GIVEN PROBLEM — Copy the data that follows, character for character, minus the pictures.
---------- THE INPUT ----------
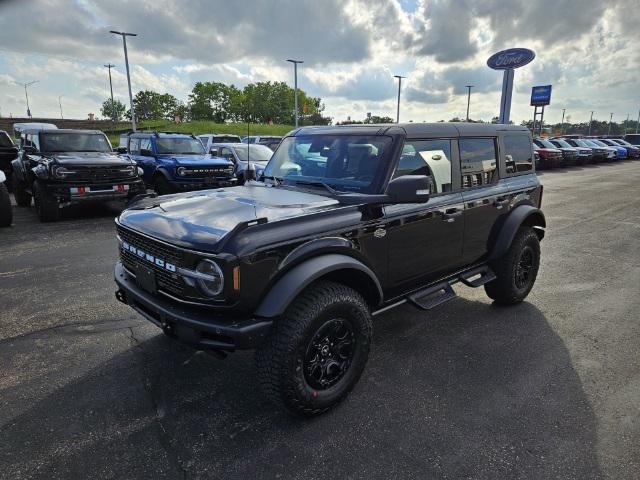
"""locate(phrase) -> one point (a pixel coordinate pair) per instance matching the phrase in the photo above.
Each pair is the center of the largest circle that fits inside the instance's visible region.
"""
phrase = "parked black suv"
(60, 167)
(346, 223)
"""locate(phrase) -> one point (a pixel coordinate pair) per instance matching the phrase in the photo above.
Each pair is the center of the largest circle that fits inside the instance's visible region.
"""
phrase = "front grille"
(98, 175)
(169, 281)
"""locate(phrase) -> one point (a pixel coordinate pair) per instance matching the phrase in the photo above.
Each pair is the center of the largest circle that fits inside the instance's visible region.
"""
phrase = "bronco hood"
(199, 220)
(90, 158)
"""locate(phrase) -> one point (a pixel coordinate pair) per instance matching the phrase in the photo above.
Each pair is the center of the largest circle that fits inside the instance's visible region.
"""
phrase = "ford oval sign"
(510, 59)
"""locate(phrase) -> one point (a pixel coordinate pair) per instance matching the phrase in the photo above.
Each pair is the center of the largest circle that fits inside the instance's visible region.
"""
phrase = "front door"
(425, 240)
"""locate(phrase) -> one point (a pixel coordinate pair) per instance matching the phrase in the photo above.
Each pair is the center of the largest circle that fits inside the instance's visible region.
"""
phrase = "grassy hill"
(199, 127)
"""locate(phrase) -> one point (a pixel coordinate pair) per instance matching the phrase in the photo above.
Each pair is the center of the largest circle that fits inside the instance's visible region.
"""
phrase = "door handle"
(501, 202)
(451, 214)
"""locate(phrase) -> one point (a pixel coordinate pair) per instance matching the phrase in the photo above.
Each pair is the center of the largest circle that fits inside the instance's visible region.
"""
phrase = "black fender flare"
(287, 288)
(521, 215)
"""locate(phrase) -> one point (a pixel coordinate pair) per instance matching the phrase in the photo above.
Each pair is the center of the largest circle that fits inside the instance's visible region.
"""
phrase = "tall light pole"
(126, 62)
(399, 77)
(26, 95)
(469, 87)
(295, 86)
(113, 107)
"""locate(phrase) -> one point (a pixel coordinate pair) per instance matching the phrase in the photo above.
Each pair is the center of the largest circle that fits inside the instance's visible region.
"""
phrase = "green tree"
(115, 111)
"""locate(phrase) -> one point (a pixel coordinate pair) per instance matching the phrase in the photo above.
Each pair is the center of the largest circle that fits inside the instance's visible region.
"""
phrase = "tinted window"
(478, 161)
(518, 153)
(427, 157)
----------
TASK ANSWER —
"""locate(phrase) -> one point (a pixel coordinate pair) per instance matching the phrase in the photo above.
Each pair is the center of the largest circle that fits inside the instance's visible region.
"""
phrase = "parked black suv"
(60, 167)
(346, 223)
"""locate(phrase) -> one point (a pixel coordinate pair) per instance matching the phrase in the photo above.
Each pair is the center of the largest circle that fits inside the instance's visible region.
"""
phrase = "front grille"
(98, 175)
(169, 281)
"""locate(phrase) -> one point (a pixel coordinate pair) per instance matching the phrase in the photo above.
Each pair is the center of the largest circle that fits inside the instance's visible region.
"""
phrase = "bronco hood"
(199, 220)
(90, 158)
"""locate(phrase) -> one point (a pixel coordinate pair) per instance matching the phrase in the photo above.
Each pair is the center of the largest circle that fits inside the instance's visible region.
"""
phrase = "ford oval sign"
(510, 59)
"""locate(phrase) -> one point (a pixel coordinate pair) per instance matching the phrase in the photo above.
Each pair is the center of the largest circle that fits inside the instance's visible region.
"""
phrase = "front door"
(425, 240)
"""locate(phrase) -> one point (a pixel coordinate pair) per instance matching the phrase in the photo above.
Each pair is the center of the largest circle that fits inside the instance's visible region.
"""
phrase = "grassy hill"
(199, 127)
"""locate(phrase) -> one point (a pixel coordinate pair) per instance matching the phrase in the photo above.
Each pair is the center of the largest circle that fits inside the instance's visible region.
"""
phrase = "door handle"
(501, 202)
(451, 214)
"""locate(phrase) -> one point (a pixel coordinate pair) per instance matching the phrase in the photo above.
Each pair is the center of the largest circle that fits inside the instance's visible region.
"""
phrase = "black fender flare"
(287, 288)
(521, 215)
"""locate(phrase) -> one point (a pixel coordinate pair) per instance matching the phrase in the photo above.
Each pair is the center of the largest circle that fits inside the instance's visible region.
"""
phrase = "tall light pole"
(126, 62)
(399, 77)
(26, 95)
(469, 87)
(295, 86)
(113, 107)
"""locate(phrase) -> one point (a pixel coordinate pair) per instance matching the phrase in the photo above.
Each pair is the center of the largest circle that fits inside the instance's visible region.
"""
phrase = "green tree"
(115, 111)
"""locate(phrase) -> one point (a pixel coordinate pair) per instance matching the phrase in the photo above.
Each pair is the center of the largest circle that fits inside the instance's visible region.
"""
phrase = "tinted window"
(478, 161)
(518, 153)
(427, 157)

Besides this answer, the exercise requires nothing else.